Required work: Where a line in the listing contains the string "like", copy that line out.

* * * *

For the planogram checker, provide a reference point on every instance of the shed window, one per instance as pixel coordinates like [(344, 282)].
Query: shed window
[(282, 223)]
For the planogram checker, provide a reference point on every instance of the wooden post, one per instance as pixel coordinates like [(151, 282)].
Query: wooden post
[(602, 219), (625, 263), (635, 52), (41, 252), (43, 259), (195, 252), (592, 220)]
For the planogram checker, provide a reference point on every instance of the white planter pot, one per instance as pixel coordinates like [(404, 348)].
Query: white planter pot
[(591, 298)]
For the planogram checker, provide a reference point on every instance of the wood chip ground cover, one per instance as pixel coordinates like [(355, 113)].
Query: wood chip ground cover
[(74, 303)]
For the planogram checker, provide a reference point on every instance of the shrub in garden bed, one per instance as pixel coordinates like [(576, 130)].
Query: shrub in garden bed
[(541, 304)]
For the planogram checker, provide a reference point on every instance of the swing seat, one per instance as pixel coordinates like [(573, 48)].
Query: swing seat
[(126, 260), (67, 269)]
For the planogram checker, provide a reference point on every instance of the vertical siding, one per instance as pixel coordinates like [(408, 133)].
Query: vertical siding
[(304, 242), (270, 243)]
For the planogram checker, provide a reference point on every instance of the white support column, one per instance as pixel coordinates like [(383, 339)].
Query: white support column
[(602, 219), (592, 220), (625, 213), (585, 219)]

* * * *

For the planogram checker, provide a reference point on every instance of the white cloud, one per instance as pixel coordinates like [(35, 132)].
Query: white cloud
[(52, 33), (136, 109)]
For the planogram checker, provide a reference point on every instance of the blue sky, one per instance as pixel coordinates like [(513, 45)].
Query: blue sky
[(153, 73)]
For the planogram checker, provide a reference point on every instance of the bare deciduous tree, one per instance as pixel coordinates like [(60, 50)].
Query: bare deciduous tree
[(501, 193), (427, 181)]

* * * *

Your solution:
For the planogram checker, provide a reference point on every instance of the shed window, one per instance as pixel coordinates like [(344, 282)].
For the planogram checker, provide a reference point on every instance of the wooden post, one per instance as pixel coordinates like [(151, 282)].
For the planogram checker, provide a reference point on every instance of the white planter pot, one per instance as pixel coordinates like [(404, 348)].
For the planogram checker, provide a reference point on every instance of the wood chip ground cover, one per instance as pixel coordinates like [(355, 113)].
For the planogram checker, provide a reference point on every instance of the shrub in garden bed, one per instance as pixel coordinates like [(576, 130)].
For the planogram checker, provide a reference point on every instance of the swing seat, one per instance as pixel coordinates like [(573, 48)].
For the planogram checker, provide a reference point on every instance of the vertical siding, one per instance as pixel coordinates like [(408, 133)].
For the planogram checker, provide a reference point on every instance of the white support column, one per instance as pixel coordinates like [(383, 339)].
For the planogram checker, provide a reference point on every instance of the white cloud, one per instance as pixel coordinates like [(35, 132)].
For the planogram checker, provide a reference point on every instance of the blue sky, one per instance as pixel coordinates like [(513, 45)].
For the planogram checker, provide a reference point on every instance of the bare deciduous tree, one per instance as pixel coordinates like [(60, 50)].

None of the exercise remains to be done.